═════ PROVIDED RECORDS

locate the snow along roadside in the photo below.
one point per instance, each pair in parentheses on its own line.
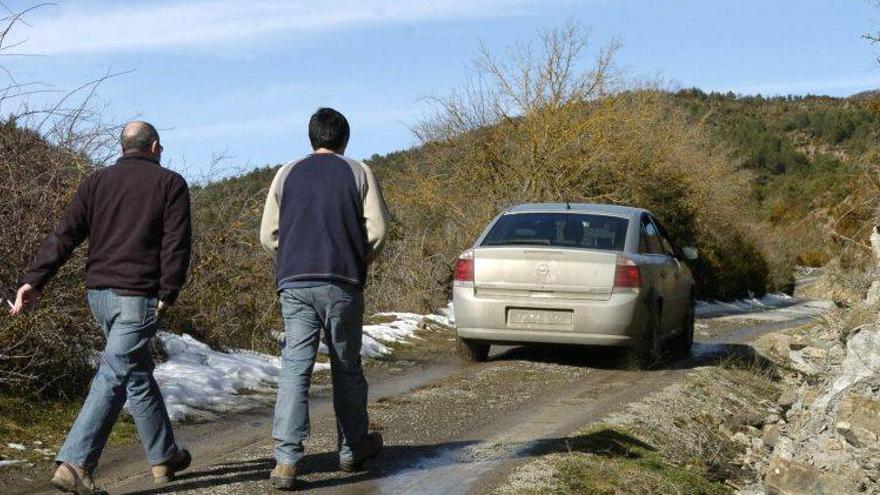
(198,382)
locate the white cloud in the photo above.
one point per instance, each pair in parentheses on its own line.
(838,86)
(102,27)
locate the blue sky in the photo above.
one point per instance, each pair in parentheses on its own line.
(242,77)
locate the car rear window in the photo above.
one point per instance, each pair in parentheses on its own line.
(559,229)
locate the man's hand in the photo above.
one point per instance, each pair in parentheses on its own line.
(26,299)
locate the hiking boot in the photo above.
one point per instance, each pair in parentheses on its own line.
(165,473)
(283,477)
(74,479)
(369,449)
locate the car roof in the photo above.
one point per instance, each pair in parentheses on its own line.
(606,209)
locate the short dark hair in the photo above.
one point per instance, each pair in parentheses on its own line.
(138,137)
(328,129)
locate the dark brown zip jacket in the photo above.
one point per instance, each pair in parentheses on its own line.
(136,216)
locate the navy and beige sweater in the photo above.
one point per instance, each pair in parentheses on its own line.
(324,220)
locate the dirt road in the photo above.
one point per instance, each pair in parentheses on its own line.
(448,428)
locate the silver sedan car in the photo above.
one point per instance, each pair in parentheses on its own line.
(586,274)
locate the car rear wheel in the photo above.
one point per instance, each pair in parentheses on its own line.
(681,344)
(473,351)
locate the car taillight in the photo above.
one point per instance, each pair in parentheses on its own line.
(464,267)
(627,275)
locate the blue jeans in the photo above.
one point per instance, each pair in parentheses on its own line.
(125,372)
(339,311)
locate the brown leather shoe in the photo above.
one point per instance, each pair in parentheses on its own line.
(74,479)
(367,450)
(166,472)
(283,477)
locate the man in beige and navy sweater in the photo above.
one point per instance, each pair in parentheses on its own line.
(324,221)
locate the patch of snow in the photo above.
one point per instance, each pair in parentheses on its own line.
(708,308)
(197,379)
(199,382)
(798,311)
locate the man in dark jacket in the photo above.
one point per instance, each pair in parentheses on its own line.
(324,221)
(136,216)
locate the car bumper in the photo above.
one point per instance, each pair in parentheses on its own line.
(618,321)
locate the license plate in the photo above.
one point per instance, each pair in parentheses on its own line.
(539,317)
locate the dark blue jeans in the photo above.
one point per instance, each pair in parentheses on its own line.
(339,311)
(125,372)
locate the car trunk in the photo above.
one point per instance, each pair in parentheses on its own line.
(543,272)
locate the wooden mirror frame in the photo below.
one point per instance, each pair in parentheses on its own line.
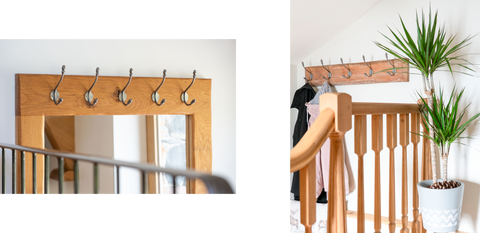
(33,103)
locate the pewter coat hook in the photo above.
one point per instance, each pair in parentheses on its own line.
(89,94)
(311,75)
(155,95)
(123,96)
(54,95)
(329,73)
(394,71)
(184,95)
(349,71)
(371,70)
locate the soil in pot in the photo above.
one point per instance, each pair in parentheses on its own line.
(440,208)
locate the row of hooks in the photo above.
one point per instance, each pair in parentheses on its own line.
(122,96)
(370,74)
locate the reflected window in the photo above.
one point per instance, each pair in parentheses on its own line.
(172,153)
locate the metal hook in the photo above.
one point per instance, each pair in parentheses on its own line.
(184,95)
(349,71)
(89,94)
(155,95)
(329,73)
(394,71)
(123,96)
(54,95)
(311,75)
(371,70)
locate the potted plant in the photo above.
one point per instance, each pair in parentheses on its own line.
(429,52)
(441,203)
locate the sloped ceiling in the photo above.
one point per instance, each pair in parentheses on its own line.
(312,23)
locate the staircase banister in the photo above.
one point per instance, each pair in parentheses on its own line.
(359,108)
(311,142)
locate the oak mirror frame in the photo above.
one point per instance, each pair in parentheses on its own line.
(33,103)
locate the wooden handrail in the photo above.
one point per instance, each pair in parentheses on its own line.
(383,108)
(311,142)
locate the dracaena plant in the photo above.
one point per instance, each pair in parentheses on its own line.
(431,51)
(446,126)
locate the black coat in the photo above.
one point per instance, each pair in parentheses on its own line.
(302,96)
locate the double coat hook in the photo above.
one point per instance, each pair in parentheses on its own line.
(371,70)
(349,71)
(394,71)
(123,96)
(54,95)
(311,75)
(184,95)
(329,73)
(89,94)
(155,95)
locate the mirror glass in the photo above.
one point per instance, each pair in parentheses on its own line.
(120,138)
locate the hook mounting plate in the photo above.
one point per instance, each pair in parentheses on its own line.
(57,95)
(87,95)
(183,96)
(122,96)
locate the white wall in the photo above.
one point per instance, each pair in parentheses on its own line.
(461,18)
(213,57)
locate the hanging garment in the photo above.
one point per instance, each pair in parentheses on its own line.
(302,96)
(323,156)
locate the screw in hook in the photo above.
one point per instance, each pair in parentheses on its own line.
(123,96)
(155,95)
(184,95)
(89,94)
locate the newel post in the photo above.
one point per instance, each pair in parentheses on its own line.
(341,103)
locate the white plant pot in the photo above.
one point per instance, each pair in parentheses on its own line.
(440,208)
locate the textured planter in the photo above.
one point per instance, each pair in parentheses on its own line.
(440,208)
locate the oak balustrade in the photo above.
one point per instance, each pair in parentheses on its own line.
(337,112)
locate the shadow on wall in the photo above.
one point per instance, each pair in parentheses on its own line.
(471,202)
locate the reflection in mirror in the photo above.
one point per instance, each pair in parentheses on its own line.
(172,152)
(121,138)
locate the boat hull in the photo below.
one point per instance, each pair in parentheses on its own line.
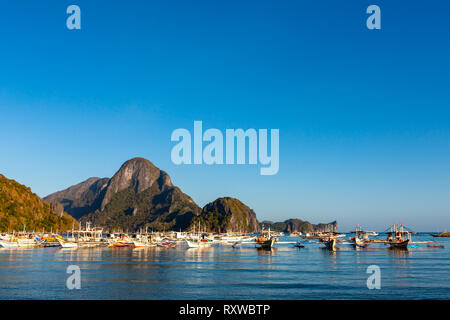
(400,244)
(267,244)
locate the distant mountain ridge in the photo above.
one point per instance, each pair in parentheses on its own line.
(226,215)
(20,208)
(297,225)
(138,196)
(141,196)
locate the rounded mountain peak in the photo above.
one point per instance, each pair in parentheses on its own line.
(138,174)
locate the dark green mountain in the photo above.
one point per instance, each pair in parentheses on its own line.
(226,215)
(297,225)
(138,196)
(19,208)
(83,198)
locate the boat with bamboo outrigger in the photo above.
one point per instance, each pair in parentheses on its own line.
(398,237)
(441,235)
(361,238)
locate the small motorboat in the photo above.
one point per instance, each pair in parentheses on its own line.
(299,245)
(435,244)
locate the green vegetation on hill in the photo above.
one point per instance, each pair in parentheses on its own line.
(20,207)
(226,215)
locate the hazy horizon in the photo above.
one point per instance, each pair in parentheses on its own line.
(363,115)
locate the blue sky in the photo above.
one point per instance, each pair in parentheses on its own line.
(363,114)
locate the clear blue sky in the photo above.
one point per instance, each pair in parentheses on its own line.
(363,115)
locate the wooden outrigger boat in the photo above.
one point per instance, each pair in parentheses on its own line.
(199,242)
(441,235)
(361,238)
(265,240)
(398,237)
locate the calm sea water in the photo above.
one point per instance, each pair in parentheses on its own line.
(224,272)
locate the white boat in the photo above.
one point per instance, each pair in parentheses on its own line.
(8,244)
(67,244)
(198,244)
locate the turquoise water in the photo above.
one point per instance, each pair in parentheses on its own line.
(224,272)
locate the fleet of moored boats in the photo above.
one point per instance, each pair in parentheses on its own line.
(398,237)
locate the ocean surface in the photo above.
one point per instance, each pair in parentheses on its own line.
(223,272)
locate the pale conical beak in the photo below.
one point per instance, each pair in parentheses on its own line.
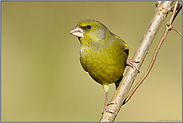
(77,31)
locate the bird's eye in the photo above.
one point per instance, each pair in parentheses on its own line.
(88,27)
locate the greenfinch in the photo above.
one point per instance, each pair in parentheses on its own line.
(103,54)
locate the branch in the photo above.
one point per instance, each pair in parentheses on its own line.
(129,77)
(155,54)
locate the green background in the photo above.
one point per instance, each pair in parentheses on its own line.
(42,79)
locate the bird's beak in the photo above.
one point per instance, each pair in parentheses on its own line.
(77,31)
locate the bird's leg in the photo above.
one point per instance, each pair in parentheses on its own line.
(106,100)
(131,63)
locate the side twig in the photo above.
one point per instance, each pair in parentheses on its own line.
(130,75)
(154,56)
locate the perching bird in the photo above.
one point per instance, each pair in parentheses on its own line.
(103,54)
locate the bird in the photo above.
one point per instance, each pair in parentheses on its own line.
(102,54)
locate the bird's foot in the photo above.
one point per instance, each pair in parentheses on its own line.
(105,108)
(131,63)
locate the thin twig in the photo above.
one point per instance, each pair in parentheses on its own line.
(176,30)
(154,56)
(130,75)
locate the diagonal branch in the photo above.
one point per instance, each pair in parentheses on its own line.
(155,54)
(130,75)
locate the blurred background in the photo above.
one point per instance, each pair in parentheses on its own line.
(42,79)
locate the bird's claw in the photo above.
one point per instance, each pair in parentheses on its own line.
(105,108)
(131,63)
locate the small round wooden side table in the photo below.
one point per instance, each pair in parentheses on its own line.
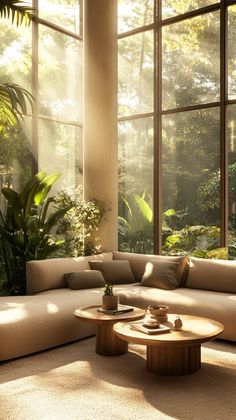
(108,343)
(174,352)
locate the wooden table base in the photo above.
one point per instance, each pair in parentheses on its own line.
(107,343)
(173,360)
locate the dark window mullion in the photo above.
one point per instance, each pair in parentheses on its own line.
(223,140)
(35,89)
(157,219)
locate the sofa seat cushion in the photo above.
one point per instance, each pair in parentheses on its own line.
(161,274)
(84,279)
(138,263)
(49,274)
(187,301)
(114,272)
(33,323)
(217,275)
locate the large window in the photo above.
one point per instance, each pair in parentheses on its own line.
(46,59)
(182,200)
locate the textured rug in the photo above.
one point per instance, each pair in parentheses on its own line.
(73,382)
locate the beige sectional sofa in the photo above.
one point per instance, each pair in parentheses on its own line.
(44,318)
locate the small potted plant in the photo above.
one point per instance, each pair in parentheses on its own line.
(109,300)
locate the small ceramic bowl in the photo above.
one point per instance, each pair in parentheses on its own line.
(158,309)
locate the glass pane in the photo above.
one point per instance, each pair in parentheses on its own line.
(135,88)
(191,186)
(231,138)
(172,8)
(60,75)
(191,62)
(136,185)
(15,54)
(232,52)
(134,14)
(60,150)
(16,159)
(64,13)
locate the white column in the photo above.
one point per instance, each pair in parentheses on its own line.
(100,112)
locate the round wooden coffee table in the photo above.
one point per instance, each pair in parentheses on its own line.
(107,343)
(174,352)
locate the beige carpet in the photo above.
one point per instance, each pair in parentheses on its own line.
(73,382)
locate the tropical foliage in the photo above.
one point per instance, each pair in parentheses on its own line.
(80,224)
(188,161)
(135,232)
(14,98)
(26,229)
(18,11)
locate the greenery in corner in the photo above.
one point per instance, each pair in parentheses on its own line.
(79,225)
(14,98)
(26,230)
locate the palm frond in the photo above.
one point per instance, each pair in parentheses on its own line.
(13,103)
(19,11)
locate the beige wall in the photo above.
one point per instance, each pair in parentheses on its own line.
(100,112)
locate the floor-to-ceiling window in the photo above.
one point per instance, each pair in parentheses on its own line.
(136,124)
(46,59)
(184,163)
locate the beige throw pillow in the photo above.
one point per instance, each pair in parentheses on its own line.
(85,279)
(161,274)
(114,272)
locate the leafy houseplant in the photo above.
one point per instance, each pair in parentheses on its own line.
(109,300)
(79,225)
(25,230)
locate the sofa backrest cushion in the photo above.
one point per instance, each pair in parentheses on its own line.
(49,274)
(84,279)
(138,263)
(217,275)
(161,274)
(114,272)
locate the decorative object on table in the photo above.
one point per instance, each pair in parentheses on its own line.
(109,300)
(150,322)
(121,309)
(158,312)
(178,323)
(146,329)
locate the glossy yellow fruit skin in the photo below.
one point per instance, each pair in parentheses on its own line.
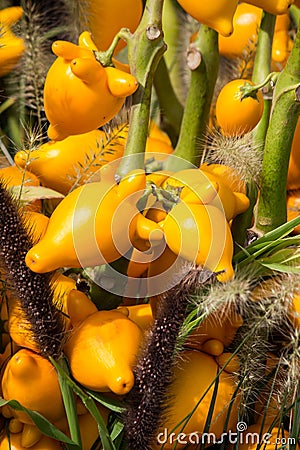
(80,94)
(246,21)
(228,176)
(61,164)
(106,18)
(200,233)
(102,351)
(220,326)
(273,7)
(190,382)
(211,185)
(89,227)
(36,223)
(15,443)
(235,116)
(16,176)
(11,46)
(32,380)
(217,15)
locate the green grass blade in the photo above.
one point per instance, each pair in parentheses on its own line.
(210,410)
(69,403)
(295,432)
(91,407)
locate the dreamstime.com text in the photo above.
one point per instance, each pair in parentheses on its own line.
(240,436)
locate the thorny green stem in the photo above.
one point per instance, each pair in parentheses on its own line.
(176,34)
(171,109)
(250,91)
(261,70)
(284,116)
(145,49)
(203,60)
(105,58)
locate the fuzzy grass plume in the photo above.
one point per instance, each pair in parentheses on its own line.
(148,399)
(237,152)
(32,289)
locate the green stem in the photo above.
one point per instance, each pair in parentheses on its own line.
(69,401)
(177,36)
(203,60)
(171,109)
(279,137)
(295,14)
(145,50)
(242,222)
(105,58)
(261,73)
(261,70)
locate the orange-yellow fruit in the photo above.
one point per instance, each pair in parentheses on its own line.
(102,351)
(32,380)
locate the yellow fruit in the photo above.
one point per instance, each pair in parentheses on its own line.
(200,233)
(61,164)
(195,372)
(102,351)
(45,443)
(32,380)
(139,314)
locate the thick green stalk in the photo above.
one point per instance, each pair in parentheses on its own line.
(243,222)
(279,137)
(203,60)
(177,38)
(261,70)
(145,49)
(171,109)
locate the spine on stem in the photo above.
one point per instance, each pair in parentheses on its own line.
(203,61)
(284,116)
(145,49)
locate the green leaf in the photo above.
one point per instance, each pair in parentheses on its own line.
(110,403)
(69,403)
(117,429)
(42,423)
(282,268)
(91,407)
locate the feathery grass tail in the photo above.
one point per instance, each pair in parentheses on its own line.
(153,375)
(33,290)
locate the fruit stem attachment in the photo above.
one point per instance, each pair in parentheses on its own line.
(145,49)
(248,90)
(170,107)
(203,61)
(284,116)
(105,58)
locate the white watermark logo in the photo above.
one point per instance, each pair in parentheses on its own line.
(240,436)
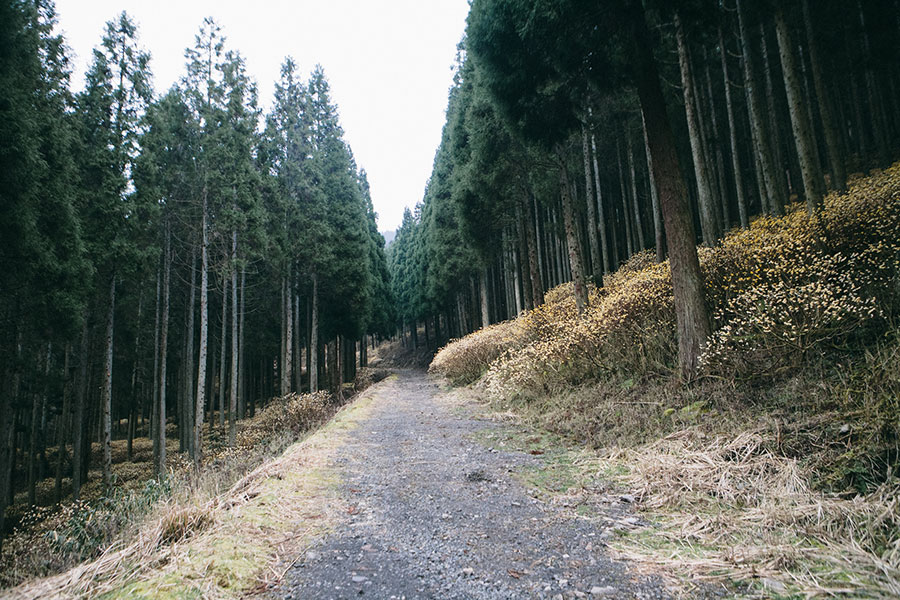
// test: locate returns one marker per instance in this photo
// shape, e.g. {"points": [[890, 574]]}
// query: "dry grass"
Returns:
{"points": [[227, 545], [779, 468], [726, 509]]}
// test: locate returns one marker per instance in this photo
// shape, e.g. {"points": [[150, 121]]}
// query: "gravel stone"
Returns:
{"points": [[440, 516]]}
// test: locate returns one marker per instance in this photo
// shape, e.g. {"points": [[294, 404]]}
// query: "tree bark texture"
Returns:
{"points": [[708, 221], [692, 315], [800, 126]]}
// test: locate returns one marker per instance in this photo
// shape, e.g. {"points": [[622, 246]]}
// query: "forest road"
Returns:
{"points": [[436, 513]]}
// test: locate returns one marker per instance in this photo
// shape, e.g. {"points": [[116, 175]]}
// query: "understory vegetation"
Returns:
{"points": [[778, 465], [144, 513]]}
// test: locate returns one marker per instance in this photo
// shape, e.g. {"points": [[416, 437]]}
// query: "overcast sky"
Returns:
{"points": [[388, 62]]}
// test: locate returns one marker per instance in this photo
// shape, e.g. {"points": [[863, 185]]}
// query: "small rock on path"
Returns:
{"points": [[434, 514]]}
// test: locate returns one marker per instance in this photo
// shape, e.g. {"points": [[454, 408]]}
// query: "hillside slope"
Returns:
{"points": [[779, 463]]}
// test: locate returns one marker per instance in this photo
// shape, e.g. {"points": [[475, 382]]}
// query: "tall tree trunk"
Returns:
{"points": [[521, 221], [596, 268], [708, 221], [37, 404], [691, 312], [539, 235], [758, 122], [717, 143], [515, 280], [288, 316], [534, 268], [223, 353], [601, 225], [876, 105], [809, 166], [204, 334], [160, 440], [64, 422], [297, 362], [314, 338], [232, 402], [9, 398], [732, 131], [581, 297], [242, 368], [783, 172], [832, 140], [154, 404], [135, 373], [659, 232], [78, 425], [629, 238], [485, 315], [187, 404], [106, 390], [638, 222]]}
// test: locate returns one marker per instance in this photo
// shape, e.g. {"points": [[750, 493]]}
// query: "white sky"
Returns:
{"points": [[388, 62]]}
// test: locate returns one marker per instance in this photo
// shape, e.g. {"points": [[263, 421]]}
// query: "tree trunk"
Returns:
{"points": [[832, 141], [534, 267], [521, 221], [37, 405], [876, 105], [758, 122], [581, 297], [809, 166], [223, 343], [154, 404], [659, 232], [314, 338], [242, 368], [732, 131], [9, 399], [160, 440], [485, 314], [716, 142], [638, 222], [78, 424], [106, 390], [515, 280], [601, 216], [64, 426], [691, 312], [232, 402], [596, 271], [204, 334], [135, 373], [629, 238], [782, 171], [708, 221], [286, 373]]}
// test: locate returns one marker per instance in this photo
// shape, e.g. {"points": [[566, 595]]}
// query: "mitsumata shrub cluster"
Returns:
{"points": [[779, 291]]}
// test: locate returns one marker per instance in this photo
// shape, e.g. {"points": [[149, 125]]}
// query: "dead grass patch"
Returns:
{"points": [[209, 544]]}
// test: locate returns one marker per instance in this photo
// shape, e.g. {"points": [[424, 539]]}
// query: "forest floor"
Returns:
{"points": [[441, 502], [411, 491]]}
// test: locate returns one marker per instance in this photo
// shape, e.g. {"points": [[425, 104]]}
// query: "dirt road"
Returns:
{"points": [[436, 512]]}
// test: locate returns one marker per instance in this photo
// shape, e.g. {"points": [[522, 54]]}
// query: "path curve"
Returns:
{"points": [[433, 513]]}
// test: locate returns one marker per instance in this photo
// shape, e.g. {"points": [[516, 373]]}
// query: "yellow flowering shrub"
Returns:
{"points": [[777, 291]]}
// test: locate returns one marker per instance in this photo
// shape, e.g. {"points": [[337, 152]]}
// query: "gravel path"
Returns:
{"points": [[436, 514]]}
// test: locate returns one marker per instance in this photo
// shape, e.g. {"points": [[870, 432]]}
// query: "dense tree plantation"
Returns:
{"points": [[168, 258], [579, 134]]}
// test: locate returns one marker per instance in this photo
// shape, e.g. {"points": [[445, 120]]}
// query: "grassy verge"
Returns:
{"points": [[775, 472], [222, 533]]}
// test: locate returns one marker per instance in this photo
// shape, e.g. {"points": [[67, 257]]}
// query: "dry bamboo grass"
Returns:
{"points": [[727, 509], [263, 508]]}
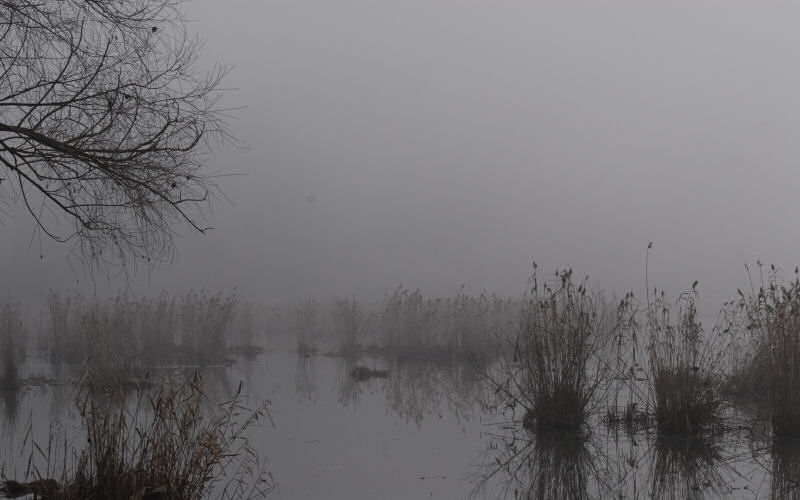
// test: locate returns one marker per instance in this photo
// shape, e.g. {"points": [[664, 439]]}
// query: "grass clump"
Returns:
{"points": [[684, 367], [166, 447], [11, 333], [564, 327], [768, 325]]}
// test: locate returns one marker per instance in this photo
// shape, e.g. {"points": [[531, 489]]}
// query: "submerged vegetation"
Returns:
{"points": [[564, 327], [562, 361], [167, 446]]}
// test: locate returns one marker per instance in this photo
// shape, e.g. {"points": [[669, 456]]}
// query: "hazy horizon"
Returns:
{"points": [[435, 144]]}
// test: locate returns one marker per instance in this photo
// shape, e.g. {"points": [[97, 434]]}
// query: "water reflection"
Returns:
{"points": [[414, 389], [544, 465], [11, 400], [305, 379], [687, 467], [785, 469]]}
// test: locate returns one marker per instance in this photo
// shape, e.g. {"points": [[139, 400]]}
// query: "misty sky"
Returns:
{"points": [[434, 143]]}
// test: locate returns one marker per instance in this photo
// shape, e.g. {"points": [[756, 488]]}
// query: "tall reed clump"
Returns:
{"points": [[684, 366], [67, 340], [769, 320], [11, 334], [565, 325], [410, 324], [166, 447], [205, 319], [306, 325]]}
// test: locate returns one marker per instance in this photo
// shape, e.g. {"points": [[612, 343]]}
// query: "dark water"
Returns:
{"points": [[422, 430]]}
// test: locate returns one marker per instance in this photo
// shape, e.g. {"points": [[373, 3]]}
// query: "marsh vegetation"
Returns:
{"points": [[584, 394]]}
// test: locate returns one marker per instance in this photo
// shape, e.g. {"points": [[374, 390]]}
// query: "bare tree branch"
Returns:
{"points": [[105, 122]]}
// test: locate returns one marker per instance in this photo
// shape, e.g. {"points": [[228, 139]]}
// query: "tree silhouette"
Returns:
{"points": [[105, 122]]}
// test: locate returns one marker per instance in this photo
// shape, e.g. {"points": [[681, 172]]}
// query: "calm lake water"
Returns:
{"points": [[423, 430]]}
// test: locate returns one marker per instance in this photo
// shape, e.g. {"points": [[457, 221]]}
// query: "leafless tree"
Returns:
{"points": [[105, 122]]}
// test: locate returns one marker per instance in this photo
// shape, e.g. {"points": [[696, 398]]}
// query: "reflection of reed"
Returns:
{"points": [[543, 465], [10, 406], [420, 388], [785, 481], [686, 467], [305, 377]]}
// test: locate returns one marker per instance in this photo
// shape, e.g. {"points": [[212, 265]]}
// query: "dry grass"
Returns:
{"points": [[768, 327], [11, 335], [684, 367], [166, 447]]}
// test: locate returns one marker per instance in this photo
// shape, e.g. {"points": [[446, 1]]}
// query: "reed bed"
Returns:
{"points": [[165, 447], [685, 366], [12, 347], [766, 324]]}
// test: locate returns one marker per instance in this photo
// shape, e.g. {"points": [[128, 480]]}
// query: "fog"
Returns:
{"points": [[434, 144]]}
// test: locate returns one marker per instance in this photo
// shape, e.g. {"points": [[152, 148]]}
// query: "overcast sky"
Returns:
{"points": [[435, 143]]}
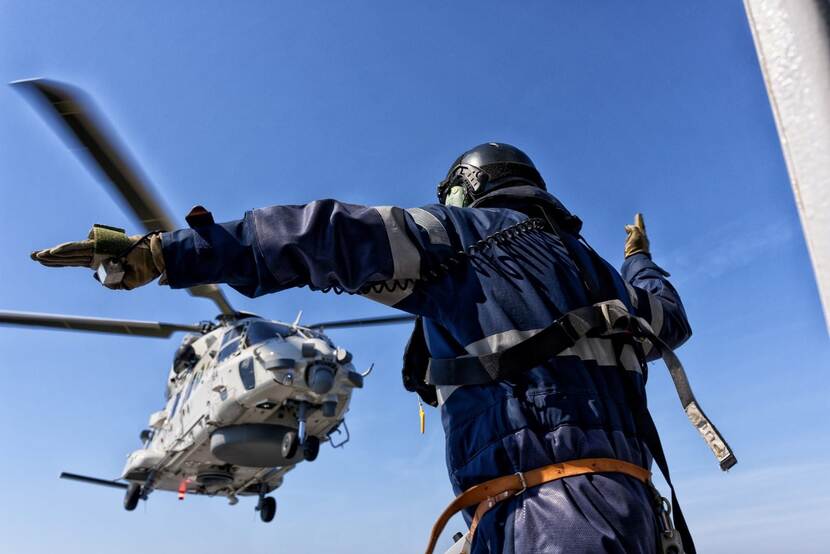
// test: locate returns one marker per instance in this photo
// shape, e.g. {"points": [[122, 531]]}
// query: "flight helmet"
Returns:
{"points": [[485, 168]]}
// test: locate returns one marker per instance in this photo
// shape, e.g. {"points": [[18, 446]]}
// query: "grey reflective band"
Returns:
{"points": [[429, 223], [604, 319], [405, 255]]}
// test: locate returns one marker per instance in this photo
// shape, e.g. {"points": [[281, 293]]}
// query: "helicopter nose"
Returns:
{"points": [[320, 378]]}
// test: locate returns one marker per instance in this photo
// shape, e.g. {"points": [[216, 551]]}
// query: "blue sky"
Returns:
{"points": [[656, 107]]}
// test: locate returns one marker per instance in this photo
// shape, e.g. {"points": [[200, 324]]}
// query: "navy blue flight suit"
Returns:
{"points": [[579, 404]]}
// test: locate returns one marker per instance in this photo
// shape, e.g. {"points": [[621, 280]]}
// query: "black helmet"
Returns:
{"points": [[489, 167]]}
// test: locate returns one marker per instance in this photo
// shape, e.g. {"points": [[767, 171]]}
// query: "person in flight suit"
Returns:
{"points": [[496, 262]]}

══════════

WORK INSTRUCTIONS - Of the lines above, retype only those from the line containing "locate the round wooden" through the line containing "locate the greenery", including both, exactly.

RESULT -
locate the round wooden coffee table in the photo above.
one point per instance, each pair in parentheses on its own line.
(107,343)
(174,352)
locate the beige carpet in the photo above.
one point per instance, each pair in parentheses on its own line.
(73,382)
locate the tropical foliage in the photo above.
one point per instance, each pair in parentheses on its own line.
(80,224)
(188,161)
(135,232)
(14,98)
(26,229)
(18,11)
locate the greenery in corner in the photo above.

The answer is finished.